THE TASKS
(1) Answer these about the passage on shallow e-Learning:
(a) At which university is Alan Sokal a professor of physics?
(b) What share of e-Learning courses does the writer suggest taking down for one day?
(c) What three results of substance abuse in training are listed?
(2) Write the next part of the passage on shallow e-Learning, going on from its last line.
--- Begin PASSAGE ---
“In quantum gravity, as we shall see, the space-time manifold ceases to exist as an objective physical reality. Geometry becomes relational and contextual; and the foundational conceptual categories of prior science – among them existence itself – become problematized and relativized.”
This is an excerpt from an article on quantum gravity written by Alan Sokal, professor of physics at New York University. Mr. Sokal submitted this article to a leading academic journal, which published it quickly, without much scrutiny. Because the information appeared sophisticated and intelligent, the editors failed to notice that the article was in fact a parody meant to test and trick them. You can imagine the controversy. If you Google “Sokal hoax,” you can learn more about lack of intellectual rigor and the “anything goes” approach to information distribution.
In an era of excessive information, you have to wonder: how much of it is real or matters? The Sokal affair, as labeled by Google, prompted me to reflect on the concept of superficiality and how it relates to e-Learning. How often do we create courses that look and sound good but are in fact cognitively opaque? How often do we design learning by staying near the surface? How often do we sacrifice depth and rigor for the sake of expediency? If you took down 80% of your e-Learning courses for one day, how many people in your organization would complain?
After creating and completing hundreds of e-Learning products, I am noticing a trend towards substance abuse: we sometimes provide too little information, thinking we are doing users a favor, or we provide too much… thinking we are doing users a favor; or content is not really that important as long as it looks good. And most of this superficiality happens because we are often in a rush to deliver and don’t have the time or the energy to devote to thorough analysis.
Substance abuse in training can have serious consequences: on-the-job performance suffers, Help Desks get busier, and e-Learning gets a bad rep. How do we stop providing the mirage of e-Learning? What are some practical cures for superficiality? Read on.
--- End PASSAGE ---
--- Begin ENTRIES PROVIDED ---
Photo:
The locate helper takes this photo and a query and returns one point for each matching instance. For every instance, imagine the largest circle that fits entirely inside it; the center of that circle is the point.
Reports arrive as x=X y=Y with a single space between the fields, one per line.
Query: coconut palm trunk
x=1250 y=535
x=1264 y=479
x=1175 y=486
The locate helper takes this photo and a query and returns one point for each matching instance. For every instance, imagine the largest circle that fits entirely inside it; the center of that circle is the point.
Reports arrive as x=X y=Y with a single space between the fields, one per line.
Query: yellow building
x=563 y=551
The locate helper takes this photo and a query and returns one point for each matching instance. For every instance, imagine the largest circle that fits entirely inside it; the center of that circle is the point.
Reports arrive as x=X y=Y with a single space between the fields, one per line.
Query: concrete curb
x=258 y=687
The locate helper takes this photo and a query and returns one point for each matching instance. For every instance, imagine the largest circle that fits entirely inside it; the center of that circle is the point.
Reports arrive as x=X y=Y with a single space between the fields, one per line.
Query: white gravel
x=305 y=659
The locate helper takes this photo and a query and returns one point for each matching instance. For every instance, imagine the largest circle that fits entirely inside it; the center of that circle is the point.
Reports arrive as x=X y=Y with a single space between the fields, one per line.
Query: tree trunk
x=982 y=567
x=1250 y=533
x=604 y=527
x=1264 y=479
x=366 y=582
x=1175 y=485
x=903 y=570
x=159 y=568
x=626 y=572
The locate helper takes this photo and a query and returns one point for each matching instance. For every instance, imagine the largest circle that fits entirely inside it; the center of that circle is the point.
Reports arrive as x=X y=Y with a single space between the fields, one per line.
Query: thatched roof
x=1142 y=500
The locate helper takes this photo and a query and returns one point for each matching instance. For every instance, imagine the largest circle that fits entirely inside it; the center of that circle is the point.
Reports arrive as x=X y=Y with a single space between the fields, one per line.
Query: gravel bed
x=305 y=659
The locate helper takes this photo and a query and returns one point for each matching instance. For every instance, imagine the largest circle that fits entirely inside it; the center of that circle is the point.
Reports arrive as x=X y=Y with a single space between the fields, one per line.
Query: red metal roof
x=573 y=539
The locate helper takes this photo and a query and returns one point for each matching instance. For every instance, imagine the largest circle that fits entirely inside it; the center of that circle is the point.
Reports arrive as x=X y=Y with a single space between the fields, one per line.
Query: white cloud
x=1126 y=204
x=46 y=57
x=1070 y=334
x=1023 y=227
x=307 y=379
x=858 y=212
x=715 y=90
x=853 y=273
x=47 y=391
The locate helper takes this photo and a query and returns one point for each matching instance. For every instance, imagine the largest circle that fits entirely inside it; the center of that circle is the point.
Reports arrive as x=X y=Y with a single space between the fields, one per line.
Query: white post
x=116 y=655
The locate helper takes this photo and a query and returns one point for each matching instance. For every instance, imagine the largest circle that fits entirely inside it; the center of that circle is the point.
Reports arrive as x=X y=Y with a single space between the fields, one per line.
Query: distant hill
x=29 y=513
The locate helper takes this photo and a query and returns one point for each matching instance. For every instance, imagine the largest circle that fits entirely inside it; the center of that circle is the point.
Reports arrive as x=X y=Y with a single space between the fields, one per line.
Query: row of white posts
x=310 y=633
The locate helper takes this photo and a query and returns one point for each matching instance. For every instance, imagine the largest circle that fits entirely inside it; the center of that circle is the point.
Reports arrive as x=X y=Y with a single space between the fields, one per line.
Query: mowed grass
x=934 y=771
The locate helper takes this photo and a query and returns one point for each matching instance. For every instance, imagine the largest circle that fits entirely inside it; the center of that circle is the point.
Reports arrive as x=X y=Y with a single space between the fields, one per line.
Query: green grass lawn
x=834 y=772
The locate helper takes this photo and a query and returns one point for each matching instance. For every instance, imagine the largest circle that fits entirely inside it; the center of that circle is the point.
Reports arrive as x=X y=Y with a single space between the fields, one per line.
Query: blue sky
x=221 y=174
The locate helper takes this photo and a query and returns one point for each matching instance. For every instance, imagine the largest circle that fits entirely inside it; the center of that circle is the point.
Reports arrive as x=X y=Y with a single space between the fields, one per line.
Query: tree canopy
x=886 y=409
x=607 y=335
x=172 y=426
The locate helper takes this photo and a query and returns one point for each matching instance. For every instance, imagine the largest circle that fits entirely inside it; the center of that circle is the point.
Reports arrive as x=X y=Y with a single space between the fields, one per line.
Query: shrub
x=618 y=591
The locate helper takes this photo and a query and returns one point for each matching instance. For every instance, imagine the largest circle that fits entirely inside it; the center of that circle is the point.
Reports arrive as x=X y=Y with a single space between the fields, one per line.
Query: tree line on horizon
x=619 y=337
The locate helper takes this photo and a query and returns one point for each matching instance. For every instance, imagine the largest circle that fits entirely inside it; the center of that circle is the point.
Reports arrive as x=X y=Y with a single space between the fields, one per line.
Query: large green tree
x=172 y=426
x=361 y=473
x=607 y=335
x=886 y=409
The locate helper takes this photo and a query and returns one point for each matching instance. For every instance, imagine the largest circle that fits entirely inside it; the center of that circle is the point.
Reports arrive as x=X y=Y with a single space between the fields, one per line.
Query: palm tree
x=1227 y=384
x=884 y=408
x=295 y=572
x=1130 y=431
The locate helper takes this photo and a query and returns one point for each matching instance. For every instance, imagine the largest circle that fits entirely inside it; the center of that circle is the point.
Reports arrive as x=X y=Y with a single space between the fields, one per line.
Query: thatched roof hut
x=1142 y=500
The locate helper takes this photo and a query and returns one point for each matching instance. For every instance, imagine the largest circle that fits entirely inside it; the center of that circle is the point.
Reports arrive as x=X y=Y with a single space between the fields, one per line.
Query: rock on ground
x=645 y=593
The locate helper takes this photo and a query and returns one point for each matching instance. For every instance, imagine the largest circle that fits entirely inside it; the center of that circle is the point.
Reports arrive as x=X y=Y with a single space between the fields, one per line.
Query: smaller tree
--- End ENTRIES PROVIDED ---
--- Begin ENTRIES PROVIDED ---
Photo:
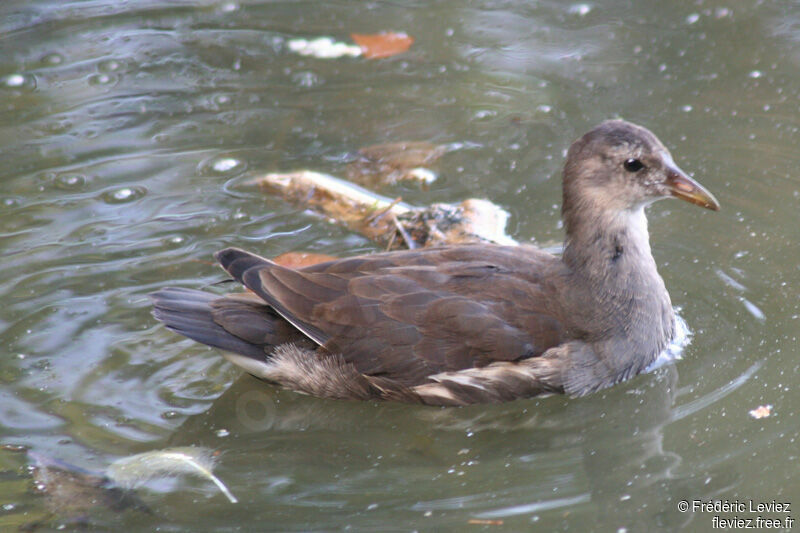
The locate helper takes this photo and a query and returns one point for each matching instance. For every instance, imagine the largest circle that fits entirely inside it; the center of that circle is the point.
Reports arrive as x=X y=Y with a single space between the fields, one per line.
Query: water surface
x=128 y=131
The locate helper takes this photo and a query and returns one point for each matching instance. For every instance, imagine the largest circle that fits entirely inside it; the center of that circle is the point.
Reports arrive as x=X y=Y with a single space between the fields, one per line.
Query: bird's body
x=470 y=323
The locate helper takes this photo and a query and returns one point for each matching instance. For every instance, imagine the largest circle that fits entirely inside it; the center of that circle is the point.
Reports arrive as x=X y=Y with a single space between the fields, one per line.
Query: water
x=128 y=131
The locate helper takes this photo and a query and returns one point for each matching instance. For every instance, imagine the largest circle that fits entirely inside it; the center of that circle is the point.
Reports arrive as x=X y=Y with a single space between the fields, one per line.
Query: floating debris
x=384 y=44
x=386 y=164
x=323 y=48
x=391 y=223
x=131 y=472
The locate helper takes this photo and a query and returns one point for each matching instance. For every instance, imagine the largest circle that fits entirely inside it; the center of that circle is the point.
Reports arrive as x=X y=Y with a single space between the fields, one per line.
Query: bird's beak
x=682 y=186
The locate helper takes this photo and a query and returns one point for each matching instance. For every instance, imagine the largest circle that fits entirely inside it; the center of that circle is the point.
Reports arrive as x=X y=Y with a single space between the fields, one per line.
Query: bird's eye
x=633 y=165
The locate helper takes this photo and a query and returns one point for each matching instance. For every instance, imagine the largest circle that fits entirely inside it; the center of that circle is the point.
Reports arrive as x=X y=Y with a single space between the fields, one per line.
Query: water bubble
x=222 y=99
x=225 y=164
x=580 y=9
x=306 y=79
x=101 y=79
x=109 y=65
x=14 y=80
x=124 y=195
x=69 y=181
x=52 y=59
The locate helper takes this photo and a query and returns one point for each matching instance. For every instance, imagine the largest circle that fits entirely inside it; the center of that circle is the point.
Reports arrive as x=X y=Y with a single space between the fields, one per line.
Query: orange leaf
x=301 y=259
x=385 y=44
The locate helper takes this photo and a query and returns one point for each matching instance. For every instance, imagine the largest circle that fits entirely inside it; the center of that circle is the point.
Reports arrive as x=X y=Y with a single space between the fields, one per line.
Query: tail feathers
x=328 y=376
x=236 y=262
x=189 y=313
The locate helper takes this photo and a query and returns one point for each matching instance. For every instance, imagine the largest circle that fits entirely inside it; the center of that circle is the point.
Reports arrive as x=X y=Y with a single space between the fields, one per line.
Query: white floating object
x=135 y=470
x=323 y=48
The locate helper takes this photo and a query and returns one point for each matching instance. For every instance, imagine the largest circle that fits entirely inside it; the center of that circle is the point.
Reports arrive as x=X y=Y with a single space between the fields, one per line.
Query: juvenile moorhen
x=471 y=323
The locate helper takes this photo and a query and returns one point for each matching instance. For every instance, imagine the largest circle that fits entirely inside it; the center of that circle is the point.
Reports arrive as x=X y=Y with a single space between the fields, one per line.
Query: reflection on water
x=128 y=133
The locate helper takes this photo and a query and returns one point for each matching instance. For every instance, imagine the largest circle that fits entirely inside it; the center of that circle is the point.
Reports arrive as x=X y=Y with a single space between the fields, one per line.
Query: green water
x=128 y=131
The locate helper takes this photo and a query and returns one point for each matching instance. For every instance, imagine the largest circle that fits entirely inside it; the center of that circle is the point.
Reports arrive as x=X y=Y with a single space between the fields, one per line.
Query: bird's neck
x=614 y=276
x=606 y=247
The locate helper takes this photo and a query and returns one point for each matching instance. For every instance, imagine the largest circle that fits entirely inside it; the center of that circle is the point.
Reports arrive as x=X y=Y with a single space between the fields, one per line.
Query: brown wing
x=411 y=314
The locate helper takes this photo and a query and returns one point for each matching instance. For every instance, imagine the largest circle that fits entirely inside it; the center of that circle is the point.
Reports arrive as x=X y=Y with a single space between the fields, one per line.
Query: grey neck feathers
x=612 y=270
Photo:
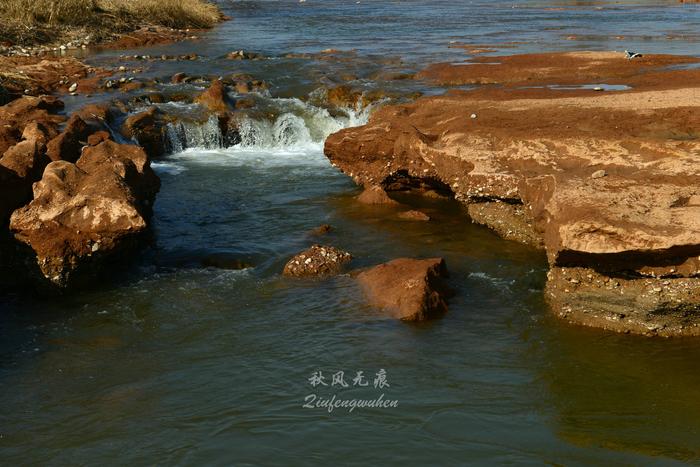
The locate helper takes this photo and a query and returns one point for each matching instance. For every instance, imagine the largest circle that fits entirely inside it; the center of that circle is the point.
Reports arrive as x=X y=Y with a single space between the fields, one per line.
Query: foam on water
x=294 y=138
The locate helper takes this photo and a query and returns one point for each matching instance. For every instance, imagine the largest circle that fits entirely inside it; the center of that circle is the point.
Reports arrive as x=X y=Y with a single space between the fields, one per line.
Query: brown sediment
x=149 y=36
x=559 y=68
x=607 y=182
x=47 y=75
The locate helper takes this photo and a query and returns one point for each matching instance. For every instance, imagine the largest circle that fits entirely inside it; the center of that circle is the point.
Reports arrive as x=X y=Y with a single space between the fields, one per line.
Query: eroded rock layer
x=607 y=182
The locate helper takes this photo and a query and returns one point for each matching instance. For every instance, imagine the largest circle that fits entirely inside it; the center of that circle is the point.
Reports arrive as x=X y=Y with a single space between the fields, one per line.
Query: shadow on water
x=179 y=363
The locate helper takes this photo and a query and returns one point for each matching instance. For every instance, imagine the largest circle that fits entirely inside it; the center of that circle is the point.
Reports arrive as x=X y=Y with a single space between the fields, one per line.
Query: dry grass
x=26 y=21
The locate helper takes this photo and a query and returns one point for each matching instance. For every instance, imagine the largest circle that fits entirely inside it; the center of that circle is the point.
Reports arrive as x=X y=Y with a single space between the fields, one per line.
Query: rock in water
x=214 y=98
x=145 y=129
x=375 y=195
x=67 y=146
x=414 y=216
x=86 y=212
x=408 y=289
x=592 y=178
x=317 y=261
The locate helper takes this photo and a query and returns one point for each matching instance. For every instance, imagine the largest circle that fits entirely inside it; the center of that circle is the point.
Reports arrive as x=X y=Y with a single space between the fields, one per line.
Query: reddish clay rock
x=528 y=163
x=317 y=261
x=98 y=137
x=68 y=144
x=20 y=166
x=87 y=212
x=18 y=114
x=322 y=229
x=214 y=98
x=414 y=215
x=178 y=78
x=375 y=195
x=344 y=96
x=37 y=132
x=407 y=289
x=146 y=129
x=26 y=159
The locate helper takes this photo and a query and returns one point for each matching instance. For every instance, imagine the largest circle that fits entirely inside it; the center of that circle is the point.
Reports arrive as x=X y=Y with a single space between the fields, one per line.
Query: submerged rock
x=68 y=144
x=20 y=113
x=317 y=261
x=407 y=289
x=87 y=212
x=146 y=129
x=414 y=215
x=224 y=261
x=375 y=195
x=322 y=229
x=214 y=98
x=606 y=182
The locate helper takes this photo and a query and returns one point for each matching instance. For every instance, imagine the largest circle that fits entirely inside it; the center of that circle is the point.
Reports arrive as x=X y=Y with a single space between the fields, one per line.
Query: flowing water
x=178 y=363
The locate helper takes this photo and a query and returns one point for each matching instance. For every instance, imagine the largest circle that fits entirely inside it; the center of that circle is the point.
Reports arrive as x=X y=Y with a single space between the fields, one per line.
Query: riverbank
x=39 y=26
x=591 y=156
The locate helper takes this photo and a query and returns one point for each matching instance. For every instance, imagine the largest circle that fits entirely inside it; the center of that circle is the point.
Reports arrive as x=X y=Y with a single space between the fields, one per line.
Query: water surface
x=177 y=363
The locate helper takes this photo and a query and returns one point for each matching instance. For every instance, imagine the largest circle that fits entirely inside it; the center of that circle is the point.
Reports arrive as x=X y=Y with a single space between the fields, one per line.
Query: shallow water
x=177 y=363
--- End ENTRIES PROVIDED ---
ANSWERS
(1)
(a) New York University.
(b) 80%.
(c) On-the-job performance suffers, Help Desks get busier, and e-Learning gets a bad rep.

(2)
The reality of less
Sometimes we oversimplify e-Learning content for the sake of brevity. And who is to blame us? We are addressing a culture of students with increasingly shorter attention spans; a generation of learners who wish to avoid inconveniences of prolonged training periods … learners who are after pleasant, instant stimulations, shortcuts, and quick fixes. As designers, you might be thinking: why clog output with unnecessary argument? Thorough treatment is for the academics.
Media and advertising, with their melodramatic sound-bites and slogans, are not helping our cause. You see ads that persuade people to believe they can get high gains with minimum effort. Look at slogans that promise a complete meal in three minutes, tax submission in two steps, and better abs in one move or less. If people are convinced they can get results without effort in most areas of their lives (family, fitness, entertainment), why not expect the same from e-Learning? Why engage in effortful pursuits when instant, comfortable chunks are so much easier to handle? Superficiality has become attractive to many corporate students who seek instant gratification and effortless training. How often have we seen e-Learning along the lines of Figure 1?

We’ve become too gentle with our students. We spare them the feeling that a training package may be too long or too difficult. In attempting to protect frail psyches, we often produce attenuated e-Learning. We fear that users, who are so stimulus-hungry and hurried, might close the browser and reach for the Wii. So we encourage learning by casual grazing. If we keep going at this pace, trapped and provoked by the 140-character culture, the future of e-Learning will be the blurb.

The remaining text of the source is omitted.